GIVEN EXERCISE. Write out the records below word for word, from the first line through the line that contains "<point>68,599</point>", including both of those lines.

Stored records.
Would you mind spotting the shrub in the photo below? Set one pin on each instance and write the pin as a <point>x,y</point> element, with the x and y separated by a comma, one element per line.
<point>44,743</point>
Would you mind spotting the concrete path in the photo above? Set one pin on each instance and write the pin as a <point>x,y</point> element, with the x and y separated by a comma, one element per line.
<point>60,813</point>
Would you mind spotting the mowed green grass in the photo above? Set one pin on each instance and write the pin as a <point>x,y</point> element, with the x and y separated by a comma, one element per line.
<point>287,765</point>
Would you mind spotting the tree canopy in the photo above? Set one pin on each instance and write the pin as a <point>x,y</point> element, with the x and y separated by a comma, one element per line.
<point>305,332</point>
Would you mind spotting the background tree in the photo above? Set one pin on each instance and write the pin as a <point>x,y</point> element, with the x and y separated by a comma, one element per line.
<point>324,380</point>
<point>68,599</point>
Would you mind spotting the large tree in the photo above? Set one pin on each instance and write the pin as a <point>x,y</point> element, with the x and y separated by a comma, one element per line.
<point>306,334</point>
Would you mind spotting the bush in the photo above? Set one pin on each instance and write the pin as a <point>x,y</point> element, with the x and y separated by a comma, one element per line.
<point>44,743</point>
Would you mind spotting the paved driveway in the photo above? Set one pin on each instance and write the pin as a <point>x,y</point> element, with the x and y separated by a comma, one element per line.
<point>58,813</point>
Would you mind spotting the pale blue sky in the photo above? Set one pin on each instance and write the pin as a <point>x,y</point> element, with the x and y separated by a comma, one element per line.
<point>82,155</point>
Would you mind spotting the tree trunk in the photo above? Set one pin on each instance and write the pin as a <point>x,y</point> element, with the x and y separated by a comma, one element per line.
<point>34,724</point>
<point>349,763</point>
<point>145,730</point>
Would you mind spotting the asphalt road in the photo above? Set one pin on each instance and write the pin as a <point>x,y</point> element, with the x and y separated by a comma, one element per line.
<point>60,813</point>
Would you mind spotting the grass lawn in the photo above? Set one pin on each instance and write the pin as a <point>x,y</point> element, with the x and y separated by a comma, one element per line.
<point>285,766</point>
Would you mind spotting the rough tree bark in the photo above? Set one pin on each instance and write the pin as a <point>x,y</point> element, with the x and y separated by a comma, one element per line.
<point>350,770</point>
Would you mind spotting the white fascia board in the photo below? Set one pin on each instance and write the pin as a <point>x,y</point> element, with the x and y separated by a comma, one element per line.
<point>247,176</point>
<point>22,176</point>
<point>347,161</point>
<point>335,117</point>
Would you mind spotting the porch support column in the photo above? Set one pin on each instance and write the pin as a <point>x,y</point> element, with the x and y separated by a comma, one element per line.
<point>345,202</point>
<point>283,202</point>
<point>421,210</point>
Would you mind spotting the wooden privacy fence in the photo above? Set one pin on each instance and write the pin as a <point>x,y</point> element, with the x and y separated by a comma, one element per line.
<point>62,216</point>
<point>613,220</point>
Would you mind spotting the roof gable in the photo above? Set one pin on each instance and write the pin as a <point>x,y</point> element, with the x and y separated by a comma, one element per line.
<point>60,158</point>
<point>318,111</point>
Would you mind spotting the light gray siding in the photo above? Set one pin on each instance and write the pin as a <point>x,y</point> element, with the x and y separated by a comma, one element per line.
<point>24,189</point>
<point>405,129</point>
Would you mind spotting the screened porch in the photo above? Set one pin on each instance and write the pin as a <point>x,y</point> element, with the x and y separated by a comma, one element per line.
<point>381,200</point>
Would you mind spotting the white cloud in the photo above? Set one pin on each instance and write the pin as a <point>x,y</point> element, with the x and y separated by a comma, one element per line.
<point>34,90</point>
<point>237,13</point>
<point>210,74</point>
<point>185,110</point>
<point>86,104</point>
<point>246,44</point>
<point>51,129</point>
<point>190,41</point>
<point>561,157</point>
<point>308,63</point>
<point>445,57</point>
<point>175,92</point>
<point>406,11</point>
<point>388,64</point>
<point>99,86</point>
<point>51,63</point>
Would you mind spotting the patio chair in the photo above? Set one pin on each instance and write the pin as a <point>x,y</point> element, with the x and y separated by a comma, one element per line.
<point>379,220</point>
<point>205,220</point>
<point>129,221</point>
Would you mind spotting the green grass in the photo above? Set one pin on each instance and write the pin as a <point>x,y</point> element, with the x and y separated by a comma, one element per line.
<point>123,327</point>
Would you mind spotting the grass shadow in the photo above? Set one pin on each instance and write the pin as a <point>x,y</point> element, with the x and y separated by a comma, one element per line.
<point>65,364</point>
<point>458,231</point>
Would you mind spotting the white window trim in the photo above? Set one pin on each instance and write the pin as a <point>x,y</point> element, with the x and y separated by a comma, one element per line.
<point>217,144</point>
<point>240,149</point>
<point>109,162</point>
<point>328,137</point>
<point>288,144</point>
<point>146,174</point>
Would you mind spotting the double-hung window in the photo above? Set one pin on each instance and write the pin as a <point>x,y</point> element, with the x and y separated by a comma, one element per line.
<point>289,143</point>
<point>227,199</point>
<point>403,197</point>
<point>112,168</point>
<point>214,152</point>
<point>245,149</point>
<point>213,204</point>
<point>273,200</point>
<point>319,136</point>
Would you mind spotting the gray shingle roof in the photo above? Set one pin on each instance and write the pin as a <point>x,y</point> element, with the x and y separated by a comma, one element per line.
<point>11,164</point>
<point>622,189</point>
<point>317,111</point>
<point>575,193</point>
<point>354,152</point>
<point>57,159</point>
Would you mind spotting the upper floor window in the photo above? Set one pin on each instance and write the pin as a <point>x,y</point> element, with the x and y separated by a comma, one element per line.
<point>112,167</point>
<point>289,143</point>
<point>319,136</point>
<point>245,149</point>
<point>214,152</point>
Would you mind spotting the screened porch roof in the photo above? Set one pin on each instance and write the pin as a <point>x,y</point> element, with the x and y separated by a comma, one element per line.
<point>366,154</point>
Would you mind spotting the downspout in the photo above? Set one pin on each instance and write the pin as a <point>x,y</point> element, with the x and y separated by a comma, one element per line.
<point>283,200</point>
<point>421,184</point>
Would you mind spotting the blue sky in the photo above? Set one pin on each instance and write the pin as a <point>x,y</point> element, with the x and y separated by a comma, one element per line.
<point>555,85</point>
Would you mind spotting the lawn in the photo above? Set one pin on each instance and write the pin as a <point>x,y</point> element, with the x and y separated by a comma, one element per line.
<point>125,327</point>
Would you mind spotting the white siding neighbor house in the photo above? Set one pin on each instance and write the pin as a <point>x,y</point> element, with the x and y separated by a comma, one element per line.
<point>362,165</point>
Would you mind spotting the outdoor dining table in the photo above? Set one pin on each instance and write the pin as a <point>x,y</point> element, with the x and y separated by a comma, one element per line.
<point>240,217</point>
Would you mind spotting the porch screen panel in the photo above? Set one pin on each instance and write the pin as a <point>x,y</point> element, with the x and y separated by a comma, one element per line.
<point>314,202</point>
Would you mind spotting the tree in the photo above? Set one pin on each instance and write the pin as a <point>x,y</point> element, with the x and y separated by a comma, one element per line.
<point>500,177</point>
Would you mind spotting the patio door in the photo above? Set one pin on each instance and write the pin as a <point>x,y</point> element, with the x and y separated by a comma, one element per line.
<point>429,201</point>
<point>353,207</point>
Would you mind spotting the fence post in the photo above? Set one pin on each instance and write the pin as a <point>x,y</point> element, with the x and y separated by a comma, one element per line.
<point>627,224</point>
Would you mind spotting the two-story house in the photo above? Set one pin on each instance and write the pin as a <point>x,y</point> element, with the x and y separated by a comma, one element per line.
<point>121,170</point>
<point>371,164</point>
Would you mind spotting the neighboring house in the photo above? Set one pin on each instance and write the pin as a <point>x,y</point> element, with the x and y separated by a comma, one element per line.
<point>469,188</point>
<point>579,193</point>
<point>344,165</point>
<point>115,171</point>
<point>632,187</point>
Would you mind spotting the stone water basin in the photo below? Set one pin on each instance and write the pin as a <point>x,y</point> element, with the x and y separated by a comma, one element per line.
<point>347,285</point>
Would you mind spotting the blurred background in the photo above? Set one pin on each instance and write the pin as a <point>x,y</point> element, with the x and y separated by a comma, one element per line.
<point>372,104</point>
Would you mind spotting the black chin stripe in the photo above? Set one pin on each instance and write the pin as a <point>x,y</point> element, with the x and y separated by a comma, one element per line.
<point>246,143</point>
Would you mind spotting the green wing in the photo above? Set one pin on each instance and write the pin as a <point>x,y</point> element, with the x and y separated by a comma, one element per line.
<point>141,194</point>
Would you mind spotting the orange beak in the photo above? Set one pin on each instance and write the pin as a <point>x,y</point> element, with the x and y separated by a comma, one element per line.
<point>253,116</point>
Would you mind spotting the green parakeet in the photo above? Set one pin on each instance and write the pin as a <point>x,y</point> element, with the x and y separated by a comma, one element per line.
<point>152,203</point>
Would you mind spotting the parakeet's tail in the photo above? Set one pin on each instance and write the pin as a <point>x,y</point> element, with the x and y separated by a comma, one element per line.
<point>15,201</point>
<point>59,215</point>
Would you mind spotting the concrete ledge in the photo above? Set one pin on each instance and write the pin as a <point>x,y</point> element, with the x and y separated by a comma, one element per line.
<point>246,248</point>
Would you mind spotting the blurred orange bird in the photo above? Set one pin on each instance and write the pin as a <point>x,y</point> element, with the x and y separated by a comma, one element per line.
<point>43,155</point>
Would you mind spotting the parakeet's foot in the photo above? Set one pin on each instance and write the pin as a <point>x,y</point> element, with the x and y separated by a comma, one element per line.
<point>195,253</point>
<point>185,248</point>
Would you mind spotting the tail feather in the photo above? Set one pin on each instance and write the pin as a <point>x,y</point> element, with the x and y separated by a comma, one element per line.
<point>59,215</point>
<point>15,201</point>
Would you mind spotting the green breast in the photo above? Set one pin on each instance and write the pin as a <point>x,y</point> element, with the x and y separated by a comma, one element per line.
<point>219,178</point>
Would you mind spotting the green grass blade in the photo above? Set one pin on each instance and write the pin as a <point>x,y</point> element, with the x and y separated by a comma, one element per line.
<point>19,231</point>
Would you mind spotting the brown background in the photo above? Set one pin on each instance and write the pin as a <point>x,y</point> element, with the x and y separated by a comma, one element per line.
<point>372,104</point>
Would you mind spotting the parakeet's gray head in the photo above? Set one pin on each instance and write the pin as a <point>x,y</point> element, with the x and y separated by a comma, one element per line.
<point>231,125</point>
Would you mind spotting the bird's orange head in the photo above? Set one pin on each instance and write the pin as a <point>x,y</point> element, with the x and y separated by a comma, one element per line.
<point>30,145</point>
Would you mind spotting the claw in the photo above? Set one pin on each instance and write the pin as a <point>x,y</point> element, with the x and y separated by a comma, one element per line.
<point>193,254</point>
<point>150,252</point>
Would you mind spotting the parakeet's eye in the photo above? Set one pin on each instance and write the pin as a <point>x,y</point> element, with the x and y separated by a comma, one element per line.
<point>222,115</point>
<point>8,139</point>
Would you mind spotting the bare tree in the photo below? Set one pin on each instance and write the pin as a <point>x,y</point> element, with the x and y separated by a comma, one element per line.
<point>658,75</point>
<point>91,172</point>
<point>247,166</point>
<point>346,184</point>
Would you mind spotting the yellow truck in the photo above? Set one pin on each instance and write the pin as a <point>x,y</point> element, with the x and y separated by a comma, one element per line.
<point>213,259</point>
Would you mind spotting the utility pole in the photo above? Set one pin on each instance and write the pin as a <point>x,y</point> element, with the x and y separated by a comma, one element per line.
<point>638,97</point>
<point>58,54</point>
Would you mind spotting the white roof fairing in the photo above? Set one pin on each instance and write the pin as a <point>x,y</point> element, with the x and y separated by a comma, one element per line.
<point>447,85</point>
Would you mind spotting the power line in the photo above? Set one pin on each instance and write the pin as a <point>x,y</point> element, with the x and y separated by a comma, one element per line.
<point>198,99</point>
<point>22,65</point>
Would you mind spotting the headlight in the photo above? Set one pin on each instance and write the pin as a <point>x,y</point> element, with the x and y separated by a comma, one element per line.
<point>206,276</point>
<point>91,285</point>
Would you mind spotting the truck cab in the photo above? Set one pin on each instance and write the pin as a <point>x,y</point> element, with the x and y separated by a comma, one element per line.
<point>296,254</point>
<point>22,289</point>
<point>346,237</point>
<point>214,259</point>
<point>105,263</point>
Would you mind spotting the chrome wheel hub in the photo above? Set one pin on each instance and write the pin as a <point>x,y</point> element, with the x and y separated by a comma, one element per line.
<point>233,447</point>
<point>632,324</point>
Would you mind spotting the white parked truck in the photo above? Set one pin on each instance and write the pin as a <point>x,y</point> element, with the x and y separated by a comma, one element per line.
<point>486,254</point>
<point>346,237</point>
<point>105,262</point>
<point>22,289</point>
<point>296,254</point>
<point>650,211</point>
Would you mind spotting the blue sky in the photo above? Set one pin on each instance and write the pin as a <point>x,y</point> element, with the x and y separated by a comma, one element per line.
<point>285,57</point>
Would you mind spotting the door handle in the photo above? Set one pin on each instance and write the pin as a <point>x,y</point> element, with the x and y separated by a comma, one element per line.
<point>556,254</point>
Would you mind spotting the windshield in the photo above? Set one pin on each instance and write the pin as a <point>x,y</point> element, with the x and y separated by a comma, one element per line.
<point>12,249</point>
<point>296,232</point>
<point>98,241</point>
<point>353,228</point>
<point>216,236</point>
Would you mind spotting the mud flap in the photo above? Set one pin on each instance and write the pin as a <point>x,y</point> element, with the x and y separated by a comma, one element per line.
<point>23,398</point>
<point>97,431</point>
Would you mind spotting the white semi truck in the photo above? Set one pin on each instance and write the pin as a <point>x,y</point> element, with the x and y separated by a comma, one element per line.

WRITTEN REPLY.
Would you mind spotting the shrub in the photo below? Set one pin on each instance and write the pin as a <point>x,y</point> element, with the x and y separated by a comma, one element per line.
<point>44,743</point>
Would you mind spotting the concrete path in the photo above? Set one pin on each instance and write the pin as a <point>x,y</point> element, with the x and y separated by a comma, one element per line.
<point>60,813</point>
Would you mind spotting the mowed green grass in the photo above? Set one pin on each instance and write the pin as a <point>x,y</point> element, with the x and y separated by a comma, one element per line.
<point>287,765</point>
Would you mind spotting the tree canopy in the photo above? Set one pin on each instance and write the pin as a <point>x,y</point> element, with the x and y separated by a comma, one element per line.
<point>305,332</point>
Would you mind spotting the background tree in the photo above? Set one pin on each instance and write the pin as a <point>x,y</point> element, with the x and y separated by a comma, one element per line.
<point>324,380</point>
<point>68,599</point>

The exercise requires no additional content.